* [TASKS AND EXERCISES]:
**1.** Which characters from the story are named in the theater review of "Les Misérables" below?
**2.** Write the next part of the theater review of "Les Misérables" below, starting after its last sentence.

* [DOCUMENT EXTRACT]:
====
Theater Review

'Les Miserables' an earnest, talent-filled production

CorrespondentFebruary 12, 2014 

  • Details

    What: “Les Misérables” presented by N.C. Theatre

    Where: Memorial Auditorium, Progress Energy Center for the Performing Arts, 2 E. South St., Raleigh

    When: 7:30 p.m. Feb. 12-16 and 18-23; 2 p.m. Feb. 15-16 and 22-23

    Tickets: $25-$106

    Info: 919-831-6941 or

The popular 1987 Broadway musical, “Les Misérables,” has had long runs in New York and on tour, and there’ve been versions for public television and film. Claude-Michel Schönberg’s music and Herbert Kretzmer’s lyrics still have a Pavlovian pull that elicits strong emotional responses, as proved in N.C. Theatre’s current production.

Victor Hugo’s novel is epic in scale, which this through-composed musical matches in quasi-operatic fashion with its high-intensity solos, duets and choruses. The complicated story of police inspector Javert’s pursuit of former prisoner Jean Valjean, whose life has changed by adopting the young Cosette, is told in scenes that move quickly in time and location. First-timers (are there any left?) would do well to read the program’s synopsis to fill in the background.

N.C. Theatre’s strong cast has three lead performers reprising the roles they’ve played on Broadway. Craig Schulman’s Valjean has all the required notes and emotional shadings, with enough stamina for the staging’s many physical elements. Chuck Wagner’s imposing stature gives Javert visual menace – his rich, well-controlled baritone filling out the character’s threatening nature. Raleigh native Lauren Kennedy gives distraught, dying Fantine, Cosette’s mother, a moving, ethereal delicacy. Any traces of strain from these veterans are easily forgiven through their consummate professionalism.
====
* [DATASET RECORDS]:

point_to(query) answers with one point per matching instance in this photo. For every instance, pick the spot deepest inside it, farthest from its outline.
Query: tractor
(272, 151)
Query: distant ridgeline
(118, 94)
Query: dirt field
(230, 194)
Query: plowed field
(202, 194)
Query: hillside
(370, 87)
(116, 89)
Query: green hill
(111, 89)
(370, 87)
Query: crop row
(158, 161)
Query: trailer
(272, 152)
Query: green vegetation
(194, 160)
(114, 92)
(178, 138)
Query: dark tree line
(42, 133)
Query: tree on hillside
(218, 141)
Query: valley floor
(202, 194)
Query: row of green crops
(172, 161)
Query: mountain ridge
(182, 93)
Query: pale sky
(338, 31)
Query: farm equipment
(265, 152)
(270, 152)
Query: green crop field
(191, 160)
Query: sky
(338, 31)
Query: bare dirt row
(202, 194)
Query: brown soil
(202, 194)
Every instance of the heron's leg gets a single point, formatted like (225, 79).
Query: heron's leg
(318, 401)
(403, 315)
====
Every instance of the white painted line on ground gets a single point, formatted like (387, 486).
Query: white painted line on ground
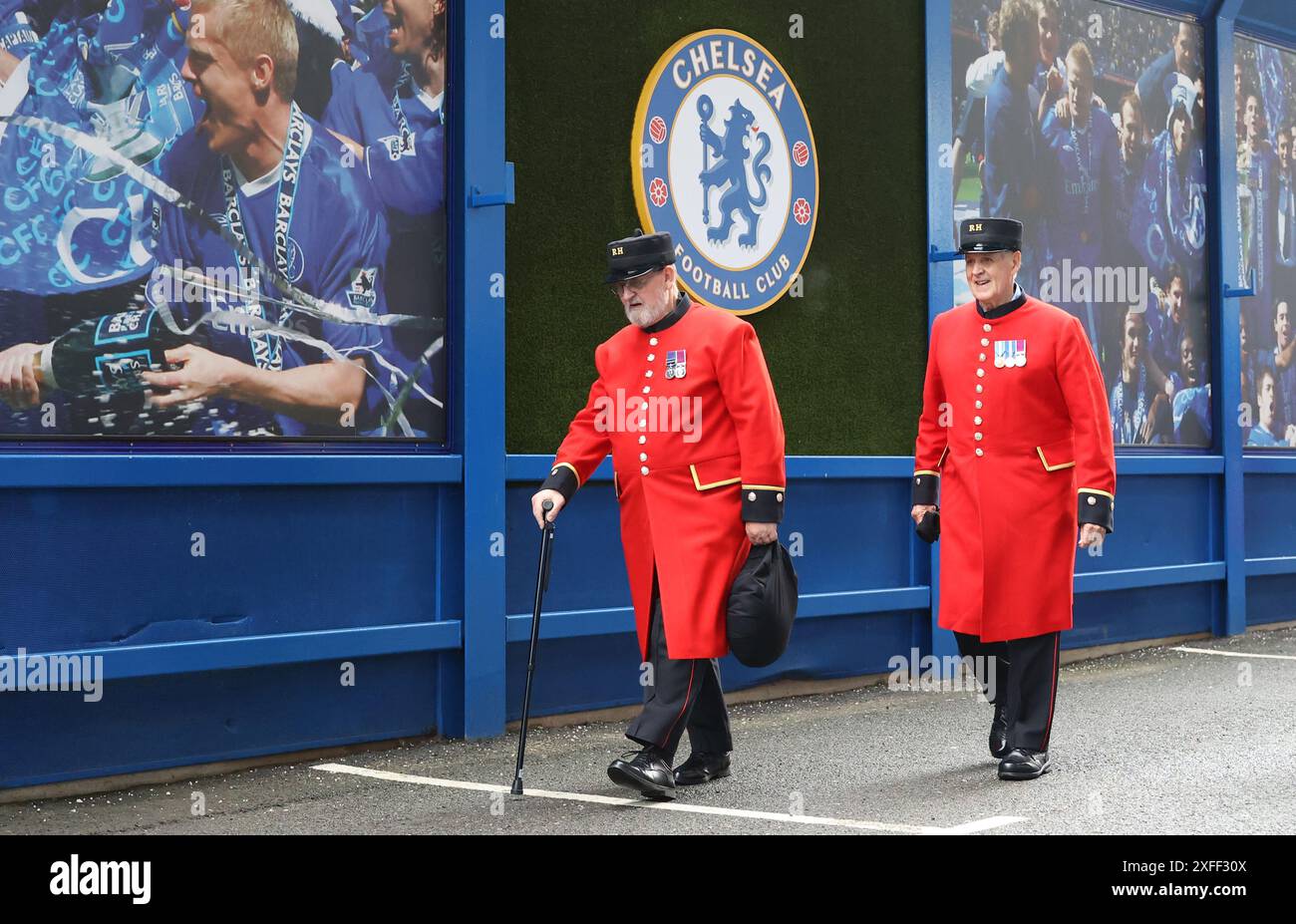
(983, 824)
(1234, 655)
====
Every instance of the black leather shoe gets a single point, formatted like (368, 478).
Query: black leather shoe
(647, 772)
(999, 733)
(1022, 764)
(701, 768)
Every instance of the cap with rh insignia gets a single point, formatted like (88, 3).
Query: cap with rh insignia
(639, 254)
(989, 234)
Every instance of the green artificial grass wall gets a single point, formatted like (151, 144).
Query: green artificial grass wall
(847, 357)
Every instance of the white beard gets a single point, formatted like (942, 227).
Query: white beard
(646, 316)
====
* [ANSWERS GIVEN]:
**1.** Javert, Jean Valjean, Cosette, Fantine

**2.**
Julie Benko’s sweet soprano gives Cosette innocent charm, nicely paired with Bruce Landry’s beautifully sung Marius, the young student in love with her. Charlie Brady sings powerfully as Enjolras, leader of the student revolution, and English Bernhardt makes a heart-tugging Éponine, hopelessly in love with Marius. Bernhardt’s “On My Own” garners the strongest applause of the evening.

Dirk Lumbard and Alison Cimmet have a ball playing the conniving inn-owners, the Thénardiers, the main comic relief in this otherwise serious and often sad tale.

Nine-year-old Riley Campbell (Lauren Kennedy’s daughter) as Young Cosette and 13-year-old Reed Shannon, as the street urchin Gavroche, easily grab the audience’s sympathies.

Director Dave Clemmons gets tight precision from his cast, his many striking stage pictures enhanced by John Bartenstein’s painterly lighting. Bruce Brockman’s picturesque settings add warmth to the stark drama, reflecting this production’s lighter, storybook tone.

Thankfully, the amplification is mostly good here, the soloists easily understood. Edward G. Robinson’s 16-piece orchestra sounds best in the intimate moments, but takes on a harsher quality in the grander sections.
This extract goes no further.